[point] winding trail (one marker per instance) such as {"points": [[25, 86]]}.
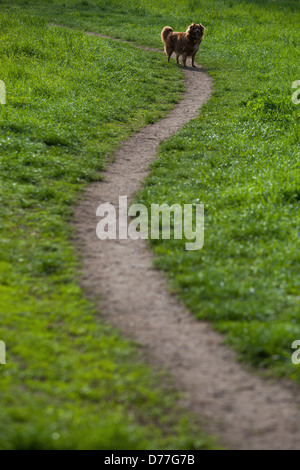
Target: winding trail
{"points": [[244, 410]]}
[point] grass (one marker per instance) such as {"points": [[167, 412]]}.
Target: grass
{"points": [[240, 158], [70, 382]]}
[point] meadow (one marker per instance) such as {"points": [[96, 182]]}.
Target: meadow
{"points": [[240, 158], [70, 381]]}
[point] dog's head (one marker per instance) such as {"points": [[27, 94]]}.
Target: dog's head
{"points": [[196, 31]]}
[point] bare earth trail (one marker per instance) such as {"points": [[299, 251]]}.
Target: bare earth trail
{"points": [[244, 410]]}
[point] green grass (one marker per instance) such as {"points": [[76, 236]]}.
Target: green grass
{"points": [[70, 382], [240, 158]]}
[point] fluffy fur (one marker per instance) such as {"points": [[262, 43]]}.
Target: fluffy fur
{"points": [[183, 44]]}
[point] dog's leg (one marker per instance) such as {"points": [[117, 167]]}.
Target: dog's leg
{"points": [[169, 52]]}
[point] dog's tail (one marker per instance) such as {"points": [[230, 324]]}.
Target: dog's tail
{"points": [[165, 33]]}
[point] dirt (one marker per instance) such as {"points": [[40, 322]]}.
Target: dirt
{"points": [[243, 409]]}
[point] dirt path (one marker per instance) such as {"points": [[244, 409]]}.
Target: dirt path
{"points": [[246, 411]]}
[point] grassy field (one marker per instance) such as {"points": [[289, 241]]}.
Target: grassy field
{"points": [[70, 381], [240, 158]]}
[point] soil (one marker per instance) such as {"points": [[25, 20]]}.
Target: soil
{"points": [[243, 409]]}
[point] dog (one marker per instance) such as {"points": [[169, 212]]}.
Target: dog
{"points": [[183, 44]]}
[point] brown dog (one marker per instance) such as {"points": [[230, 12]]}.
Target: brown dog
{"points": [[185, 44]]}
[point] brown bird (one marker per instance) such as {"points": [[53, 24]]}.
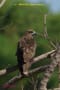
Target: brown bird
{"points": [[26, 50]]}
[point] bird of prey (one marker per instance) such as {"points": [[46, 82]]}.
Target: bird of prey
{"points": [[26, 49]]}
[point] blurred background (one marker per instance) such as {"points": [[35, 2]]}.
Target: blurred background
{"points": [[14, 21]]}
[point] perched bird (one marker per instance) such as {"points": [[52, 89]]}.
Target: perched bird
{"points": [[26, 49]]}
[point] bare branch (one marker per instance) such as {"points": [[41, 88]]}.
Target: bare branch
{"points": [[14, 68], [46, 34], [55, 60], [16, 78]]}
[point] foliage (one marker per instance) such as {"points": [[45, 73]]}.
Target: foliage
{"points": [[14, 21]]}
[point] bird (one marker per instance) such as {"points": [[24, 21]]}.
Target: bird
{"points": [[26, 49]]}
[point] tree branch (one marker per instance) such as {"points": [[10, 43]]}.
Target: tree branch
{"points": [[16, 78], [14, 68]]}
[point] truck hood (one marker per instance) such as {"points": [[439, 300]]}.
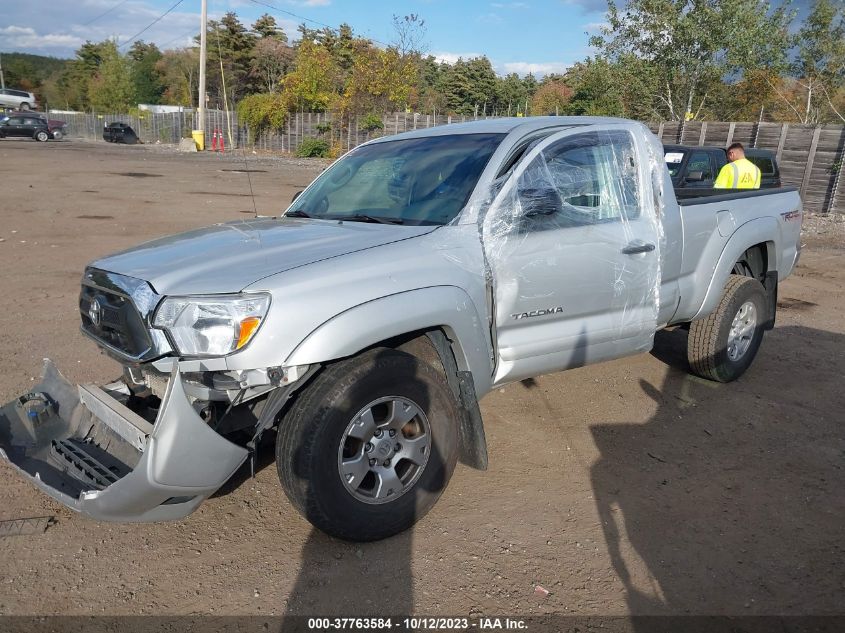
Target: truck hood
{"points": [[228, 257]]}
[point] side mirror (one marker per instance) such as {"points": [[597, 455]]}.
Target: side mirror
{"points": [[543, 201]]}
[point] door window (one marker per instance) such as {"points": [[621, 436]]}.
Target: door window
{"points": [[700, 161], [585, 179]]}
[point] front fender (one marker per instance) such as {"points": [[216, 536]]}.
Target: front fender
{"points": [[369, 323], [761, 230]]}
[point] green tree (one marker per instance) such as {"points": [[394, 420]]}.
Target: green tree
{"points": [[230, 47], [819, 62], [470, 86], [692, 44], [146, 80], [266, 27], [552, 97], [313, 84], [179, 71], [511, 94], [111, 89]]}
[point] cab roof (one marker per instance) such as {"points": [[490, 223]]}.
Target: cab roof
{"points": [[504, 125]]}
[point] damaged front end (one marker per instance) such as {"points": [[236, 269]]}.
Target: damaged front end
{"points": [[85, 447]]}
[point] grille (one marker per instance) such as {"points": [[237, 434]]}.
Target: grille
{"points": [[116, 322]]}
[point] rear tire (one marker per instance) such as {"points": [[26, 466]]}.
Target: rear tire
{"points": [[337, 462], [722, 346]]}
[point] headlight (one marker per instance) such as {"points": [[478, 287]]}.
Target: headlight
{"points": [[213, 325]]}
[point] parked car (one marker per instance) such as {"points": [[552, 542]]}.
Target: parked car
{"points": [[694, 168], [17, 99], [119, 133], [415, 275], [55, 126], [26, 126]]}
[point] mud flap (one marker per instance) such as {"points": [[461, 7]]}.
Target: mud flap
{"points": [[83, 447]]}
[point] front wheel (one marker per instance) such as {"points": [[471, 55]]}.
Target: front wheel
{"points": [[723, 345], [369, 446]]}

*-*-*

### [PROMPT]
From the material above, copy everything exactly but the pictures.

### [ANSWER TO THIS TASK]
[point] winding trail (one marker per instance) such as {"points": [[25, 86]]}.
Target: winding trail
{"points": [[244, 410]]}
[point] grass (one marker per instance) such as {"points": [[167, 412]]}.
Target: grass
{"points": [[240, 158], [70, 382]]}
[point] meadow (one marker per instance) such as {"points": [[96, 182]]}.
Target: meadow
{"points": [[240, 158], [70, 381]]}
[point] dog's head (one marker per instance) such as {"points": [[27, 94]]}.
Target: dog's head
{"points": [[196, 31]]}
[point] bare earth trail (one marker per instance) such as {"points": [[299, 251]]}.
Target: bare earth trail
{"points": [[244, 410]]}
[point] green grass (one marker per instance) such as {"points": [[76, 236]]}.
Target: green grass
{"points": [[70, 382], [240, 158]]}
[point] fluffy fur (one marker per instance) such as {"points": [[262, 43]]}.
Target: fluffy fur
{"points": [[183, 44]]}
[point] dog's leg (one marker per instance) such as {"points": [[117, 167]]}.
Target: dog's leg
{"points": [[169, 52]]}
[point] dog's tail (one marker per instance) such as {"points": [[230, 324]]}.
Target: dog's tail
{"points": [[165, 33]]}
[point] dirt (one marker per instance) such as {"points": [[40, 322]]}.
Target: dirt
{"points": [[243, 409]]}
[point] dirt path (one marker per instance) such as {"points": [[244, 409]]}.
Target: dirt path
{"points": [[246, 411]]}
[point] grassy field (one marker per instance) such as {"points": [[289, 241]]}.
Target: grassy field
{"points": [[70, 381], [240, 158]]}
[point] soil (one marker per instance) such as {"points": [[25, 20]]}.
Target: soil
{"points": [[243, 409]]}
[point] dog (one marker per instance) such as {"points": [[169, 212]]}.
Target: dog
{"points": [[183, 44]]}
[point] brown dog (one marker per instance) such as {"points": [[230, 12]]}.
Target: brown dog
{"points": [[185, 44]]}
[point] brown bird (one marker per instance) such as {"points": [[53, 24]]}.
Target: brown bird
{"points": [[26, 50]]}
[point] bird of prey (one marker per instance) such as {"points": [[46, 82]]}.
Target: bird of prey
{"points": [[26, 49]]}
[point] blurred background (one marker per instance) such as {"points": [[35, 2]]}.
Target: blurred background
{"points": [[14, 21]]}
[point] perched bird (one marker per instance) such as {"points": [[52, 89]]}.
Target: perched bird
{"points": [[26, 49]]}
[point] bare branch (one marker per instance) such as {"points": [[41, 88]]}.
Target: bare branch
{"points": [[14, 68], [46, 34], [55, 60], [16, 78]]}
[point] foliage (one marker per instance) such as {"points": [[45, 73]]}.
Target: foliage
{"points": [[14, 21]]}
[point] bird (one marker per instance) such as {"points": [[24, 21]]}.
Target: bird
{"points": [[26, 49]]}
[point] tree branch (one marker per instance) such as {"points": [[10, 43]]}.
Target: tree branch
{"points": [[16, 78], [14, 68]]}
[point] truck hood (one marker per instance) such as {"points": [[439, 300]]}.
Target: truck hood
{"points": [[228, 257]]}
[point] side mirror (one marker per instance) such as {"points": [[597, 455]]}.
Target: side mirror
{"points": [[543, 201]]}
[point] door window (one marker per instance) such as {"points": [[621, 436]]}.
Target: door window
{"points": [[700, 161], [585, 179]]}
[point] front fender (one marker per instance) such as {"points": [[216, 536]]}.
Target: front fender
{"points": [[369, 323], [761, 230]]}
[point] green tree (one marker per instance) such as {"points": [[394, 420]]}.
Target: green tree
{"points": [[230, 47], [819, 62], [470, 86], [692, 44], [146, 80], [266, 27], [552, 97], [313, 84], [179, 71], [511, 94], [111, 89]]}
[point] cab roof (one marker per instance) such as {"points": [[490, 223]]}.
Target: cab roof
{"points": [[504, 125]]}
[point] damaged front end (one marker per instance) such as {"points": [[236, 269]]}.
Target: damaged front end
{"points": [[85, 447]]}
[point] grille (one marker per instance) such as {"points": [[237, 434]]}.
Target: grille
{"points": [[116, 322]]}
[point] rear tire (one marker per instance) such as {"points": [[26, 466]]}.
Target: rear tire
{"points": [[337, 462], [722, 346]]}
[point] headlight (one marker per instance) such as {"points": [[478, 287]]}.
Target: headlight
{"points": [[213, 325]]}
[point] parked car (one marker per instance) such as {"points": [[552, 542]]}.
Target: parked car
{"points": [[694, 168], [17, 99], [119, 133], [415, 275], [55, 126], [26, 126]]}
[point] mud flap (one marker per instance) such as {"points": [[461, 7]]}.
Target: mud flap
{"points": [[83, 447]]}
[point] front wheel (one marker per instance) such as {"points": [[471, 55]]}.
Target: front wheel
{"points": [[723, 345], [369, 446]]}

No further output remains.